### [Data shown]
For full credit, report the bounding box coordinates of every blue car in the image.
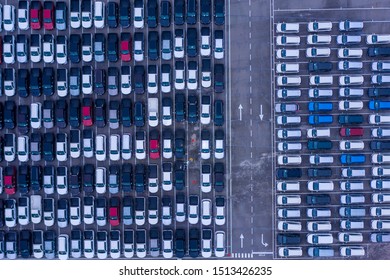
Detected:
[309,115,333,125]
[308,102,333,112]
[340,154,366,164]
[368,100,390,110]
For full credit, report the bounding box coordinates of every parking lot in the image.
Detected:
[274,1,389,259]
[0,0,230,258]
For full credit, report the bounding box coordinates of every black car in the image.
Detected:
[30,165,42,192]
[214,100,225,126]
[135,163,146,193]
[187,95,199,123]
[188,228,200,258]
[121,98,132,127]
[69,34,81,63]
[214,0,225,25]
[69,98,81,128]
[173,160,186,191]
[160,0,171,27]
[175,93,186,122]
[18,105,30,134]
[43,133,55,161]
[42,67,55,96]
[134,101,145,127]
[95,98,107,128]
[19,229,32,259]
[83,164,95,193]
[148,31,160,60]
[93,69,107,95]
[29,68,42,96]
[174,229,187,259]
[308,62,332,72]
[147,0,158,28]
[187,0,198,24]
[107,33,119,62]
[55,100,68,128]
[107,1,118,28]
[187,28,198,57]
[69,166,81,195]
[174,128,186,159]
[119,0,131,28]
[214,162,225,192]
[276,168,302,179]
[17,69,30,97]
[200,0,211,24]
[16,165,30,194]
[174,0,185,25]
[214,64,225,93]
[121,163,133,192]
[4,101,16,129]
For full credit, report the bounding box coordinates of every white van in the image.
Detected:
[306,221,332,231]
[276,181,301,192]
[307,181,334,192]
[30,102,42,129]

### [Required task]
Could you reproduce the whole listing above line for line, leaving out the picture?

### [Complete response]
For full credit, report the bounding box coordinates of every blue car in the image.
Detected:
[309,115,333,125]
[308,102,333,112]
[340,154,366,164]
[368,100,390,110]
For full credit, report the bounding box coordinates of every parking lot in the image.
Detected:
[274,1,389,259]
[0,0,230,258]
For full credit, report the bounding box coordinates of every black car in the image.
Detected:
[30,165,42,192]
[214,100,225,126]
[135,163,146,193]
[187,95,199,123]
[188,228,200,258]
[121,98,132,127]
[69,34,81,63]
[214,0,225,25]
[69,98,81,128]
[173,160,186,191]
[160,0,171,27]
[175,93,186,122]
[18,105,30,134]
[43,133,55,161]
[42,67,55,96]
[134,101,145,127]
[95,98,107,128]
[19,229,32,259]
[83,164,95,193]
[148,31,160,60]
[93,69,107,95]
[29,68,42,96]
[174,229,187,259]
[308,62,332,72]
[147,0,158,28]
[187,0,198,24]
[107,33,119,62]
[55,100,68,128]
[107,1,118,28]
[187,28,198,57]
[69,166,81,195]
[174,128,186,159]
[119,0,131,28]
[214,162,225,192]
[276,168,302,179]
[17,69,30,97]
[200,0,211,24]
[16,165,30,194]
[174,0,185,25]
[214,64,225,93]
[121,163,133,192]
[4,101,16,129]
For full credit, report the bounding box coordinates of every white van in the image.
Detected:
[306,221,332,231]
[276,181,301,192]
[307,181,334,192]
[30,102,42,129]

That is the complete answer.